Input >>

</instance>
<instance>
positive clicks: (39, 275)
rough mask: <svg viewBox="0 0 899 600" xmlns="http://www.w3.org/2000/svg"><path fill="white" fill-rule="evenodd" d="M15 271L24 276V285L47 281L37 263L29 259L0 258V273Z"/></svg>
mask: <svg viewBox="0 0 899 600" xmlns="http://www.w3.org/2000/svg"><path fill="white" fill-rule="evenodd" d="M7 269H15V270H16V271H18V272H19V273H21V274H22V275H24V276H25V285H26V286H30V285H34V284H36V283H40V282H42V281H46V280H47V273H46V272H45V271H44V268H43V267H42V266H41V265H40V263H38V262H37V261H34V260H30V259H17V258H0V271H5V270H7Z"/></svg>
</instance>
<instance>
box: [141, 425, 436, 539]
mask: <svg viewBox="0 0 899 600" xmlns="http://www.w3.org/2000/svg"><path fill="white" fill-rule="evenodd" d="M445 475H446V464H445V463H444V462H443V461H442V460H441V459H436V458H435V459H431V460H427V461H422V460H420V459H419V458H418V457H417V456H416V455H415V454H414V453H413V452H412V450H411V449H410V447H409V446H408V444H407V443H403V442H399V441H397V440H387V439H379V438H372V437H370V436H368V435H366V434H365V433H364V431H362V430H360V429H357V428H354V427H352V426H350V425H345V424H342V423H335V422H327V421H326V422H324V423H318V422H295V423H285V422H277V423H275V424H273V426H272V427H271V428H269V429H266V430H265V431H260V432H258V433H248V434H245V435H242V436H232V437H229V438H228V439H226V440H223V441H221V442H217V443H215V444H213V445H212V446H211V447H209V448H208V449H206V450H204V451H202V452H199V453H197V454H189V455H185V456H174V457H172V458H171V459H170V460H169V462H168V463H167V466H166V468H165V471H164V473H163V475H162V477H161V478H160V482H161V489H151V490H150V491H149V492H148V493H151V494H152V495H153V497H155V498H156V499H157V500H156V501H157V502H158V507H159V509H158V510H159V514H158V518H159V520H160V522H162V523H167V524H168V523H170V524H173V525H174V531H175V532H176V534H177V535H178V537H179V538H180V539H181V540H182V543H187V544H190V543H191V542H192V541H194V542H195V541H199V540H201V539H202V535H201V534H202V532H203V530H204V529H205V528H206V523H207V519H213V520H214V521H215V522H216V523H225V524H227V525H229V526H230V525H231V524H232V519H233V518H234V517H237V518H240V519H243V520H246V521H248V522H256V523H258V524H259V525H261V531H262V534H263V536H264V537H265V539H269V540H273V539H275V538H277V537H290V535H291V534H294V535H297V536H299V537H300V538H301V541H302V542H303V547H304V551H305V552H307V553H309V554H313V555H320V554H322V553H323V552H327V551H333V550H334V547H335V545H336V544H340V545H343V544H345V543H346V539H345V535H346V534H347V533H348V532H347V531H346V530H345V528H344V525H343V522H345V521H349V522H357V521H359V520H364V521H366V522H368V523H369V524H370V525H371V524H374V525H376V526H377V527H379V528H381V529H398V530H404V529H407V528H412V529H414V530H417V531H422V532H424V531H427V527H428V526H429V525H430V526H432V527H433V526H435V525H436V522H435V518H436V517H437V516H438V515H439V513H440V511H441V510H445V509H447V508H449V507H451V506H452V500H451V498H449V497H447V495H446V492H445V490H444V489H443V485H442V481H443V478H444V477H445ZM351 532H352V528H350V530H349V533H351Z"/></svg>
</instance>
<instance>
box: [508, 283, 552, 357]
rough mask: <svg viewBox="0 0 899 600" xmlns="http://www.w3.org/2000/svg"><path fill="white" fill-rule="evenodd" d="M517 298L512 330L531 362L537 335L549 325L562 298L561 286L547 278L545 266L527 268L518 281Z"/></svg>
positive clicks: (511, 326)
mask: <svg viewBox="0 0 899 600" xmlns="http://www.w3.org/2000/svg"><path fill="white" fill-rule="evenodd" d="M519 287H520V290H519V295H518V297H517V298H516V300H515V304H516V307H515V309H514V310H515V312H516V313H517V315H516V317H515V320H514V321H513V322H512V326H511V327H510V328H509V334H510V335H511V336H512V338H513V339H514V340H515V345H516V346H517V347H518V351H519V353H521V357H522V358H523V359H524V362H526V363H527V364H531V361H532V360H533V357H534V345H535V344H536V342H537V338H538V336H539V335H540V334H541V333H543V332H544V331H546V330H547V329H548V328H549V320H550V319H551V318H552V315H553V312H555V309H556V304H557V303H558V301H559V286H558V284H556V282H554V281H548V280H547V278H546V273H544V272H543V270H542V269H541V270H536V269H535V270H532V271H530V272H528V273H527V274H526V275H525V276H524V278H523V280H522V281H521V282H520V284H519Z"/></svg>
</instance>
==
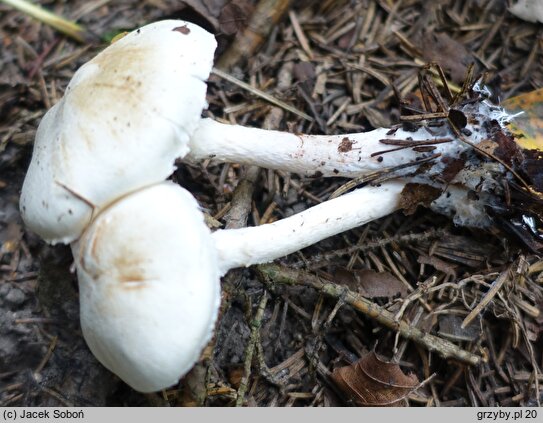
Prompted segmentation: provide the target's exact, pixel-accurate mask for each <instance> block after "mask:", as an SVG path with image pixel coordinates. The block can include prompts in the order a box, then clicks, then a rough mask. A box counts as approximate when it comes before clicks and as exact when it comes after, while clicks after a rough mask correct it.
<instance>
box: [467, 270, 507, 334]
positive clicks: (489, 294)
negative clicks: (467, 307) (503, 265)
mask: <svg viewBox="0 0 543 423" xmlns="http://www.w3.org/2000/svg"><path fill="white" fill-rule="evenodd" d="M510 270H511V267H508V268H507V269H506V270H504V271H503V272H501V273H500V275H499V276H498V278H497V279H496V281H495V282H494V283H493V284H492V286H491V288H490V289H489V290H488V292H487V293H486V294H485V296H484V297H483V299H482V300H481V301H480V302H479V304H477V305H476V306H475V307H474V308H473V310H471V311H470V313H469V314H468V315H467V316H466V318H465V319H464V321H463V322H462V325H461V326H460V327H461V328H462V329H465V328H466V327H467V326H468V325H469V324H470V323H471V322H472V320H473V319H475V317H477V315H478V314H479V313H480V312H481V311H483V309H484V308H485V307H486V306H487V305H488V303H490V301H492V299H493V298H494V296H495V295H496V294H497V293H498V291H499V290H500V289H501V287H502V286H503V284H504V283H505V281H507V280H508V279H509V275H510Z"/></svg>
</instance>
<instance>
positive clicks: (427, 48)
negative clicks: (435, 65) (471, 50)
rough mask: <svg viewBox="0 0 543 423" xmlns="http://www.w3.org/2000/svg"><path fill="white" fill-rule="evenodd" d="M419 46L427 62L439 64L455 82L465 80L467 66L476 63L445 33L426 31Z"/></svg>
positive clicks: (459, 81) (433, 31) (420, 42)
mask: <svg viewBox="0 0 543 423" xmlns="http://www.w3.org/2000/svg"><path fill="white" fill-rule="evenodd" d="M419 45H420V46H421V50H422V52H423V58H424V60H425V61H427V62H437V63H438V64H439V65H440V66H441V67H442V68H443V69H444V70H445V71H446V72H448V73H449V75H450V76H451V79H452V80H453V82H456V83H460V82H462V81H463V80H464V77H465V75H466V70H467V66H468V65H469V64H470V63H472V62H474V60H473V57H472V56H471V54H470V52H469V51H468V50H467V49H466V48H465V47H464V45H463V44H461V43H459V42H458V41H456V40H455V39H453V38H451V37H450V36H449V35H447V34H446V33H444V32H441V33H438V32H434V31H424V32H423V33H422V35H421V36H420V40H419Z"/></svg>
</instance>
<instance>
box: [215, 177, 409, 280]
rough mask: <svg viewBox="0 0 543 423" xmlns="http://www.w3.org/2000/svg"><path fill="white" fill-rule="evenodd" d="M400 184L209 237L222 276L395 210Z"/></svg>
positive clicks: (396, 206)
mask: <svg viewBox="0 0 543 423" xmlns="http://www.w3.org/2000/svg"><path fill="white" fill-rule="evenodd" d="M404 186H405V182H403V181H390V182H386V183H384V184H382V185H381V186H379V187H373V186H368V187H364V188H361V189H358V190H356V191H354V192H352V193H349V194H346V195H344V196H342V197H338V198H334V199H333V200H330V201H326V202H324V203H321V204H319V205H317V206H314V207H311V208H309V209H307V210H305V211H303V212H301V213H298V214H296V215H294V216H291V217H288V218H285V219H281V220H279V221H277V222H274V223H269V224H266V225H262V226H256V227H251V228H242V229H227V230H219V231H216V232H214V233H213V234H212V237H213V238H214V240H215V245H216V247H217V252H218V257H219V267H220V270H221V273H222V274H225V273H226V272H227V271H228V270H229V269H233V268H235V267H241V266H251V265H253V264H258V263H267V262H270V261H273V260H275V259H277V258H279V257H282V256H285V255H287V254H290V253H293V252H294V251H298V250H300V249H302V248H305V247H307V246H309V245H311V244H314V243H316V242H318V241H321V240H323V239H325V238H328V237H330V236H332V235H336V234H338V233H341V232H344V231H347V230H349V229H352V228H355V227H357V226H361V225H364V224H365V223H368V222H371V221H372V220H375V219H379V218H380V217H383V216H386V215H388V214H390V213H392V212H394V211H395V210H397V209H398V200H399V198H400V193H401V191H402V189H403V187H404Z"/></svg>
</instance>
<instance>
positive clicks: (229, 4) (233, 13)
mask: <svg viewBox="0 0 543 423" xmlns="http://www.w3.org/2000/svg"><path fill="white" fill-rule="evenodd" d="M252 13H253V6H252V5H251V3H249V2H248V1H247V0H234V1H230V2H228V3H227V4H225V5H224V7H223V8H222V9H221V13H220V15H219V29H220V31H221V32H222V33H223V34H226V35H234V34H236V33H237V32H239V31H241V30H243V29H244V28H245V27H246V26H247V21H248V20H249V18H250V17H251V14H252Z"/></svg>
* * *
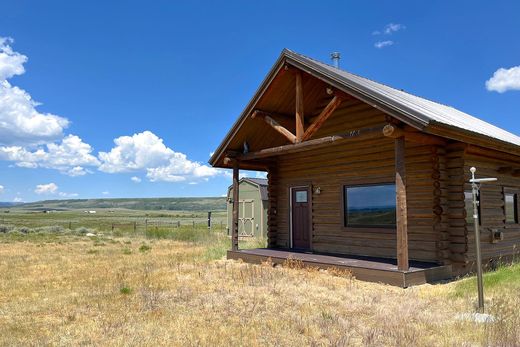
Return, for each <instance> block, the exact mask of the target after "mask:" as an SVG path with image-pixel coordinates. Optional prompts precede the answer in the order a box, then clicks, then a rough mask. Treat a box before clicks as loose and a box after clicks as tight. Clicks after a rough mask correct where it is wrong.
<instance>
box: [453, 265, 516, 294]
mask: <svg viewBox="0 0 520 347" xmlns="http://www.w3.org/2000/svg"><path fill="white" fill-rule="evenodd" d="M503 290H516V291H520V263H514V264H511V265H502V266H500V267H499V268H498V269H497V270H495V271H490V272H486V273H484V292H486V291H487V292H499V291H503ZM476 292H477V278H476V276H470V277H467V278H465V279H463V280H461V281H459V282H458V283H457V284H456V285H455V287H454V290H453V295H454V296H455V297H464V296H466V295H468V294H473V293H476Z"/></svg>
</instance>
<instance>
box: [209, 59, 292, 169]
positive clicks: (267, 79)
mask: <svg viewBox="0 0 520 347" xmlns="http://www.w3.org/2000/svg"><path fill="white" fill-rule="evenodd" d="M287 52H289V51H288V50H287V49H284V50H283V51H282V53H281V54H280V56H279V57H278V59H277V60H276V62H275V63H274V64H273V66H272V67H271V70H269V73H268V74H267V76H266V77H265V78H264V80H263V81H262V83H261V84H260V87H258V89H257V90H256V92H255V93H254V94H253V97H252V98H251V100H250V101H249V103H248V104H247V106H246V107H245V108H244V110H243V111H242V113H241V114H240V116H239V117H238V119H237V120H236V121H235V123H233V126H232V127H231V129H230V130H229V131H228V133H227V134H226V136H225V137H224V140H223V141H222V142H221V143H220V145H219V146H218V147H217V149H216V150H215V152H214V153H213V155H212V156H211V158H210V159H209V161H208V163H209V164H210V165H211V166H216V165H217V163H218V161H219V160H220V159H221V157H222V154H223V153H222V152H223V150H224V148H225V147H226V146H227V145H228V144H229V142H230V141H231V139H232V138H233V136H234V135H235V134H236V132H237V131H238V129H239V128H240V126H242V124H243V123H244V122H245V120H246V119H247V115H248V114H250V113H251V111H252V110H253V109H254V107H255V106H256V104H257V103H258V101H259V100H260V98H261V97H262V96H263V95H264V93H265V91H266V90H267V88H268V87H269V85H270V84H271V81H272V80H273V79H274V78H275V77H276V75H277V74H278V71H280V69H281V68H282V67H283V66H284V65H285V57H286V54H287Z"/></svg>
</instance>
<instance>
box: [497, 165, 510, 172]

Exercise requirements >> Copy the lines starting at the one containing "Return, for each" and ending at the one containing "box: [453, 265, 516, 294]", substituting "hints" for "prompts" and leaving everything else unchanged.

Response box >>
Return, for each <instance> block, the exact mask of the target after "mask:" as an SVG path with image-pixel coordinates. Optional hints precede the answer in the order a box, then clicks, then a rough mask. Treat a box before clicks as loose and a box after clicks as tight. Clicks after a rough mask correct where it is wrong.
<instance>
box: [453, 265, 516, 294]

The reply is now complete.